The Challenge
The client needed annotation and validation of financial queries and model-generated responses. The material included complex financial cases with calculations, specialized terminology where domain understanding mattered as much as language level, and multi-step model solutions.
Experts were required to:
- assess the correctness of each query (both linguistically and economically)
- validate every step of the model's response
- identify errors in calculations and logic
- evaluate terminology accuracy
- deliver a final verdict on each answer.
The CFA component added further constraints: tasks were in Russian, structured at examination level comparable to an international certification standard, and required narrower specialization than the FinQA track.
A financial analysis pilot with even deeper domain requirements is currently in progress.
Key Challenges
The candidate pool was extremely narrow — the role required both economics expertise and specialized vocabulary. Hiring conversion ran at roughly 20–25%. The operational team had no in-house domain knowledge, which made independent validation of expert decisions impossible and created heavy reliance on the client for interpreting task requirements.
Designing the test assignment presented a separate problem: it could not be created without involving domain experts from the outset.
The Solution
Expert Recruitment
Candidates were drawn from economists, finance and analytics professionals, and specialists with verified English proficiency. The test assignment was developed with a domain expert and modeled real project cases. Selection criteria prioritized quality of reasoning and command of the subject area over throughput.
This produced a core team of 8 experts for FinQA, which was later expanded to 14 for the CFA track.
Workflow Organization
It was clear from the start that the process needed a reliable mechanism for resolving edge cases, given that the operational team could not adjudicate expert decisions independently.
The solution was a centralized document where experts logged ambiguous cases with examples. These were escalated to the client, and responses were distributed back to the full team. For time-sensitive issues, direct communication channels were used.
Annotation Process
Each task followed a fixed sequence: query review covering both language and economic meaning, step-by-step response validation, analysis of calculations and logic, terminology check, and final assessment. Quality control used a three-annotator overlap per task, with tag and score comparison to ensure inter-annotator consistency.

- **Data**
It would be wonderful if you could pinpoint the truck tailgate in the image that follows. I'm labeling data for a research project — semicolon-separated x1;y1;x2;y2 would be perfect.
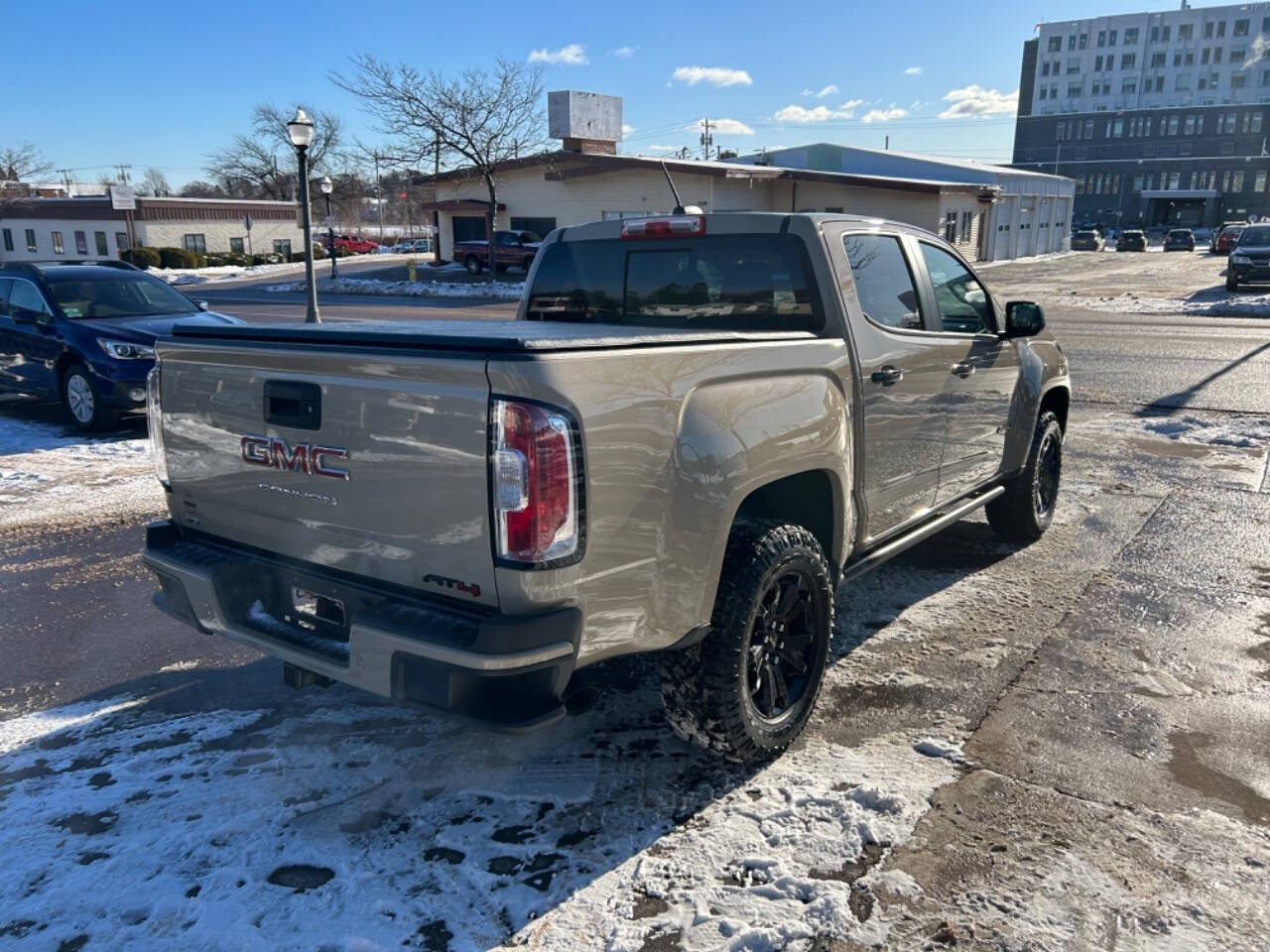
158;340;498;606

- **Exercise 1**
In the financial annotation case study, rewrite the paragraph beginning "The candidate pool was extremely narrow" as a short bulleted list that keeps its main facts.
- **Exercise 2**
Write the next part of the financial annotation case study, picking up after its last paragraph.
None of the material is needed here.

- **Final answer 1**
- Very few candidates fit, since the role required both economics expertise and specialized vocabulary.
- Hiring conversion was roughly 20–25%.
- The operational team had no in-house domain knowledge, so it could not independently validate expert decisions.
- This made the team heavily reliant on the client to interpret task requirements.

- **Final answer 2**
Scaling Expertise
On the CFA track, the initial pool was deliberately narrow given the certification-level subject matter. Senior experts trained the broader team, which made it possible to scale without compromising quality. The financial analysis pilot confirmed that deep within-domain specialization is a prerequisite, not an option, for projects of this type.
| Stage | Input | Workflow Scope | Main Quality Checks |
|---|---|---|---|
| Project Setup | Client requirements, financial task formats | Task design, evaluation criteria, annotation guidelines | Task logic consistency, evaluation clarity |
| Expert Onboarding | Candidate pool (finance background) | Recruitment, testing, interviews, onboarding | Expertise depth, language precision |
| Annotation Execution | Financial Q&A tasks (FinQA, CFA-like) | Step-by-step validation of answers, calculations, reasoning | Calculation accuracy, logical consistency |
| Multi-Review Process | Annotated tasks | Cross-review by 3 experts, disagreement resolution | Consensus alignment, error detection |
| Validation & Analysis | Reviewed datasets | Error classification, pattern analysis, guideline refinement | Result consistency, systematic error control |
| Reporting & Iteration | Validated financial datasets | Weekly reporting, feedback loops, quality improvement | Trend accuracy, continuous quality alignment |
The Results
- A working expert annotation model for financial AI delivered
- A process built and sustained without in-house domain expertise on the operations side
- Specialist knowledge successfully scaled across the team
- Stable inter-annotator consistency achieved in a multi-annotator setup
- Quality positively assessed by the client
Financial reasoning in AI is not built on volume, but on the consistency of expert judgment. Models improve when every answer is challenged, validated, and aligned across multiple reviewers.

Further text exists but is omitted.